Records to use Start Marker

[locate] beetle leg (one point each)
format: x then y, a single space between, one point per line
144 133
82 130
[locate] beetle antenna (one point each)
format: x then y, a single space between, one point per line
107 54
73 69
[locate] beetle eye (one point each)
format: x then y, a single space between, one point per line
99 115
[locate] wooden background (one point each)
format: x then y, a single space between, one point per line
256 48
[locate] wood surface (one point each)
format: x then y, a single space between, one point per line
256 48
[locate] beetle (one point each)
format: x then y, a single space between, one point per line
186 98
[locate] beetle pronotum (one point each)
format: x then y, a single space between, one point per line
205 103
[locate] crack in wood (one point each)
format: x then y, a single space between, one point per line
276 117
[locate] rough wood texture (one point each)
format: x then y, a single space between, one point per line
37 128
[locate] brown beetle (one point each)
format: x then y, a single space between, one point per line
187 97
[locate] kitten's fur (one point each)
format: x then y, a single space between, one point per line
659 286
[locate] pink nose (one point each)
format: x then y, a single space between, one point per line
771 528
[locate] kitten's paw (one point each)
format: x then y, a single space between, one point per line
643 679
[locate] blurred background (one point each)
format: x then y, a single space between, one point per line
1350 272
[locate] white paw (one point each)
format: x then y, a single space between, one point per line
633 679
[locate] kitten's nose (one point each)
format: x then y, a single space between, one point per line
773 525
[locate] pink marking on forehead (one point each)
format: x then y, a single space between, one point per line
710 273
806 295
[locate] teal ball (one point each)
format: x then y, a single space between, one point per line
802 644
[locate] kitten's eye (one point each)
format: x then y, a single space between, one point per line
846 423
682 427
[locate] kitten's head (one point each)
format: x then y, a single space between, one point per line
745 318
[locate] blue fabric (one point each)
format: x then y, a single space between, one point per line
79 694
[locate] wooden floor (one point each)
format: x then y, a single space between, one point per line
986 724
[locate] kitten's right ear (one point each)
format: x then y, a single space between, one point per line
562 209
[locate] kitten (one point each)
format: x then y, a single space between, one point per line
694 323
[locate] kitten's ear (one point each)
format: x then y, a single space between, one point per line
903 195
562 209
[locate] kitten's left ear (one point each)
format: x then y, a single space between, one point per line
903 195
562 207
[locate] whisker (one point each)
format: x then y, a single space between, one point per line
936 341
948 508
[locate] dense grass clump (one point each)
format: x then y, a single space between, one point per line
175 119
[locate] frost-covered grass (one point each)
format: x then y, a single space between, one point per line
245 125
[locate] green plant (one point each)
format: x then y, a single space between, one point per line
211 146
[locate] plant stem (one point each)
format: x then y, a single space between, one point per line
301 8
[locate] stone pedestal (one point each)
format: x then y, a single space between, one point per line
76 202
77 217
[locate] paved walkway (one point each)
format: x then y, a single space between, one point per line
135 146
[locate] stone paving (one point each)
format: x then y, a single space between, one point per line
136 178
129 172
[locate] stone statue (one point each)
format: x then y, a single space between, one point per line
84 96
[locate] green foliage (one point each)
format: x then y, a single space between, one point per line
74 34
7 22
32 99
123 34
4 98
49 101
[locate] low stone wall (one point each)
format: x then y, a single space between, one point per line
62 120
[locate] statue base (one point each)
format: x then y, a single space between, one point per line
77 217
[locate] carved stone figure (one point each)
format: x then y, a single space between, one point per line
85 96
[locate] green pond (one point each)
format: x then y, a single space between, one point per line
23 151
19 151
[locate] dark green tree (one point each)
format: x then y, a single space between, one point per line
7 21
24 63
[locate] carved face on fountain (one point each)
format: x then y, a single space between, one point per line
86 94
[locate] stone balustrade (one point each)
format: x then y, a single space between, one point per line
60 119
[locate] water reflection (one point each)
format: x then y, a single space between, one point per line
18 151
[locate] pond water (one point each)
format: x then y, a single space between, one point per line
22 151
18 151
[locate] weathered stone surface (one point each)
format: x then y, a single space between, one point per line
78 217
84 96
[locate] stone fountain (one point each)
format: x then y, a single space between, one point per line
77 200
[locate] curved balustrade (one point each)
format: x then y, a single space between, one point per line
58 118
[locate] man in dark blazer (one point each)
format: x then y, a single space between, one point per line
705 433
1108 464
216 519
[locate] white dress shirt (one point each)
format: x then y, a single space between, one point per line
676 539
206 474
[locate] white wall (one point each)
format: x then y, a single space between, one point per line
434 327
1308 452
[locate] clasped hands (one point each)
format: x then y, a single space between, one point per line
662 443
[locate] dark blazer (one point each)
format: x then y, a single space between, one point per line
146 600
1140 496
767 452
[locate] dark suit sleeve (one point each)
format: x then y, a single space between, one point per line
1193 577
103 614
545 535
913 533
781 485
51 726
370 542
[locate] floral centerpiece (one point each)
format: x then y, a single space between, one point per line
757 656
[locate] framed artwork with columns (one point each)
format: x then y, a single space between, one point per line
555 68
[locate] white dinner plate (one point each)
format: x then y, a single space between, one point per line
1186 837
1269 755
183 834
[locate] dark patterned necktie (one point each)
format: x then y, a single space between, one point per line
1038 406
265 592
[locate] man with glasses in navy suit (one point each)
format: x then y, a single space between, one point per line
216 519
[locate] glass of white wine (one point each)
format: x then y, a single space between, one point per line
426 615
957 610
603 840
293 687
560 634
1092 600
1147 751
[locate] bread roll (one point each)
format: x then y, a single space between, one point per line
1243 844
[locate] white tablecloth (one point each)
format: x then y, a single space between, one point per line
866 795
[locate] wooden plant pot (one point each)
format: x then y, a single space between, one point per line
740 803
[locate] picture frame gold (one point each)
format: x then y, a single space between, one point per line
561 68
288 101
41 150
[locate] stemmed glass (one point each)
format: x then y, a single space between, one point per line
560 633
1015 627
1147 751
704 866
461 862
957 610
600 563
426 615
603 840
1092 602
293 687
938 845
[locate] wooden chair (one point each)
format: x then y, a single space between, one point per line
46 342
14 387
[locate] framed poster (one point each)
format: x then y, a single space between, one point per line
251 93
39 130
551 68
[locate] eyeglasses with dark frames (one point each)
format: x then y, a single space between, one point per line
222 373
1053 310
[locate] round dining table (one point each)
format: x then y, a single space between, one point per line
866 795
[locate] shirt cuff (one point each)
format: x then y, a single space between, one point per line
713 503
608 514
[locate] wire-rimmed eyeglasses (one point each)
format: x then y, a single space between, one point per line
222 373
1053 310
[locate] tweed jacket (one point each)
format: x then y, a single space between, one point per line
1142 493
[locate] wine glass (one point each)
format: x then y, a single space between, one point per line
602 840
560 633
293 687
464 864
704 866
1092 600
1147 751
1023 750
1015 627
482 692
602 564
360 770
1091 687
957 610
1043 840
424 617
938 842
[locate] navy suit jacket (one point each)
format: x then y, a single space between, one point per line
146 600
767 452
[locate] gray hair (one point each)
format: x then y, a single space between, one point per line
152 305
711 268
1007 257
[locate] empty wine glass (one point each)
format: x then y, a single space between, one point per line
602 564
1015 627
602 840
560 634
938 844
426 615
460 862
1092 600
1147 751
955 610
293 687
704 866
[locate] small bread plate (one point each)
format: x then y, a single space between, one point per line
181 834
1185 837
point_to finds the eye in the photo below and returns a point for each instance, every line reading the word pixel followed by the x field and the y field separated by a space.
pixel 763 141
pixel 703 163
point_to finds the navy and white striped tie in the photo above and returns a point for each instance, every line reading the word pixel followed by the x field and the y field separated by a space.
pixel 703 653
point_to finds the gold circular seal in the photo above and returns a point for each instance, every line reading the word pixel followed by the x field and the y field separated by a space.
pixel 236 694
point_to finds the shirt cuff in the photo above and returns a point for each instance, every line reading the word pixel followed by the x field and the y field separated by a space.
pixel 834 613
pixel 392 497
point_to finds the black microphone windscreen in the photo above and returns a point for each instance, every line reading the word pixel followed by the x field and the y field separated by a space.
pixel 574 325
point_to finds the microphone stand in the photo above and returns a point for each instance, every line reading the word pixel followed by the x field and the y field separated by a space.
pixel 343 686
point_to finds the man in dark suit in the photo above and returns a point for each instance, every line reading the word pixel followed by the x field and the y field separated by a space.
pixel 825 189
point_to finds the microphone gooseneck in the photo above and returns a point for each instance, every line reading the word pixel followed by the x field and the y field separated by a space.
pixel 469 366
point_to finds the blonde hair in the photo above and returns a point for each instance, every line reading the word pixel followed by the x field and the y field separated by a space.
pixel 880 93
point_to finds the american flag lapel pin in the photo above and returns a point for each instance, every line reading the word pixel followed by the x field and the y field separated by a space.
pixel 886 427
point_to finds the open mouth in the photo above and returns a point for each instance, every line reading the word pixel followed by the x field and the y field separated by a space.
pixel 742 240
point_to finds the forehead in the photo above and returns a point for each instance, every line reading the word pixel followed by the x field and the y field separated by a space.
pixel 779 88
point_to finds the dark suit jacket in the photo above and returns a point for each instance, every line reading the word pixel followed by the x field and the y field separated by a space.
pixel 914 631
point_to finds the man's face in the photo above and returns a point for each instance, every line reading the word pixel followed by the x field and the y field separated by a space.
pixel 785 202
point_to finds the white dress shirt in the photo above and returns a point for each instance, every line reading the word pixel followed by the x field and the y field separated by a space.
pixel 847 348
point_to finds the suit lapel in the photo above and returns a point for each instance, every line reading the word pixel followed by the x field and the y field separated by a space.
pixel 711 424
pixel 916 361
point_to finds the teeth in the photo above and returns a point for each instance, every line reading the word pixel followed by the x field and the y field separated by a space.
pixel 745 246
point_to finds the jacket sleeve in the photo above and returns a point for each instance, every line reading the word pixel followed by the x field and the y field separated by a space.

Records to use End Marker

◆ Exercise details ◆
Read through the data above. Report each line that has the word "green".

◆ Response to the task ◆
[locate] green plant (one point each)
[locate] green foliage (one point each)
[locate] green pond (one point each)
[locate] dark green tree (one point each)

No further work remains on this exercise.